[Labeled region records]

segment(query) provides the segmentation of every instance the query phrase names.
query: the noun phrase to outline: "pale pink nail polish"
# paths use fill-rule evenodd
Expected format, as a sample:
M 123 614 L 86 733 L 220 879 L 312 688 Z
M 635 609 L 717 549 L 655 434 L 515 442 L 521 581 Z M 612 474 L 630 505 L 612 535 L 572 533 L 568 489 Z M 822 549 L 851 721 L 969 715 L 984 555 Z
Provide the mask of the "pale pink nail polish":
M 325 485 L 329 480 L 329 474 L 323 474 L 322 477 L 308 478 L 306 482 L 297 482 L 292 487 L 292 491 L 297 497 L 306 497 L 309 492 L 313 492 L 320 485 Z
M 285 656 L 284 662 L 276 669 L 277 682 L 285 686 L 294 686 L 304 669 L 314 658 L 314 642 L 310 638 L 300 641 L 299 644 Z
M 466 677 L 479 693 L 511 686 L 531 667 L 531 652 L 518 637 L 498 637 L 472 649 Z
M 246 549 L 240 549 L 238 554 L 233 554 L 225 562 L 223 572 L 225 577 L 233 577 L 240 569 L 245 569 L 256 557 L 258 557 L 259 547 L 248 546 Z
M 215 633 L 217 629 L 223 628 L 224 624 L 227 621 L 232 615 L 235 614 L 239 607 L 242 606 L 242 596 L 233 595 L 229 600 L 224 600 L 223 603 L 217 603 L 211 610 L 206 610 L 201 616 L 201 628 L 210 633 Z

WHAT YOU WILL DO — Could you copy out every line of these records word for word?

TASK RESPONSE —
segment(query) provides the segmentation of every instance the query phrase names.
query: the noun phrase to outline: "pale pink nail polish"
# paths use fill-rule evenodd
Expected format, as a sample:
M 123 614 L 86 733 L 220 879 L 312 688 Z
M 635 609 L 717 549 L 655 434 L 515 442 L 521 581 Z M 612 474 L 630 505 L 612 535 L 572 533 L 568 489 Z M 822 549 L 851 721 L 969 715 L 984 555 Z
Provide the mask of the "pale pink nail polish":
M 325 485 L 329 480 L 329 474 L 323 474 L 322 477 L 308 478 L 306 482 L 297 482 L 292 487 L 292 491 L 297 497 L 306 497 L 309 492 L 313 492 L 320 485 Z
M 285 656 L 284 662 L 276 669 L 277 682 L 285 686 L 294 686 L 304 669 L 314 658 L 314 642 L 310 638 L 300 641 L 299 644 Z
M 466 677 L 479 693 L 511 686 L 531 667 L 531 652 L 518 637 L 498 637 L 472 649 Z
M 246 549 L 240 549 L 238 554 L 233 554 L 225 562 L 223 572 L 225 577 L 233 577 L 240 569 L 245 569 L 256 557 L 258 557 L 259 547 L 248 546 Z
M 215 633 L 217 629 L 223 628 L 224 624 L 227 621 L 232 615 L 235 614 L 239 607 L 242 606 L 242 596 L 233 595 L 229 600 L 224 600 L 223 603 L 217 603 L 211 610 L 206 610 L 201 616 L 201 628 L 210 633 Z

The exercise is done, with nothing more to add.